(Problem to solve) Repeat every line from the one containing "Can you find the black" through the end of the rows, inclusive, requests included, and shift each x and y coordinate in the answers up by 136.

(Rows)
•••••

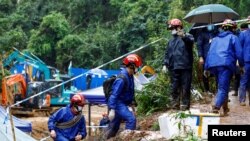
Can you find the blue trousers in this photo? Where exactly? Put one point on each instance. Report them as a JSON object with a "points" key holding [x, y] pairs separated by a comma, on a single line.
{"points": [[245, 78], [60, 137], [121, 113], [223, 76]]}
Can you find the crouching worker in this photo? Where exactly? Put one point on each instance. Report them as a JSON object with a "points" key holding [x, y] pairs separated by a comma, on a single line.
{"points": [[122, 96], [68, 123]]}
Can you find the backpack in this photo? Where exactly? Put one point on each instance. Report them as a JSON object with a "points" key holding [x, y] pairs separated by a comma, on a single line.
{"points": [[107, 85]]}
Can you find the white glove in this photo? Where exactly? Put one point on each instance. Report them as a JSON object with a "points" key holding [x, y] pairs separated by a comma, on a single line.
{"points": [[111, 114], [164, 69], [130, 109], [206, 73], [53, 133]]}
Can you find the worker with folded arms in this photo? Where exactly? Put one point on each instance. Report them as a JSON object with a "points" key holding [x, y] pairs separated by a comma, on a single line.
{"points": [[68, 123]]}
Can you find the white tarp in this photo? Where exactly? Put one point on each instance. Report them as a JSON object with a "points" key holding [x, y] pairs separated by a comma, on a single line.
{"points": [[6, 133]]}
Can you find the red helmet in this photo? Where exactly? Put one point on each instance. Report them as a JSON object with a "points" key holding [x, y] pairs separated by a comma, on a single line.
{"points": [[228, 23], [248, 19], [174, 23], [234, 24], [132, 59], [78, 100]]}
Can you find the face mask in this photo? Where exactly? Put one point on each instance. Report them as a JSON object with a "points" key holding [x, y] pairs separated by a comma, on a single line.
{"points": [[210, 27], [79, 108], [220, 30], [173, 32], [136, 70]]}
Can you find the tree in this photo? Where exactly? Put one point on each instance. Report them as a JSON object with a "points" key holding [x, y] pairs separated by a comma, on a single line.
{"points": [[43, 41]]}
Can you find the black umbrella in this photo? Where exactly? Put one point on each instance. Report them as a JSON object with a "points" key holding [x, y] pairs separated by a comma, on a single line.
{"points": [[211, 13]]}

•••••

(Full response)
Can you find the black umbrella in this photo? Where exactly? Put one point on each instance. Report them as a JSON object with a "points" key holding [x, y] pairs separated by a comma, on a single line.
{"points": [[347, 149]]}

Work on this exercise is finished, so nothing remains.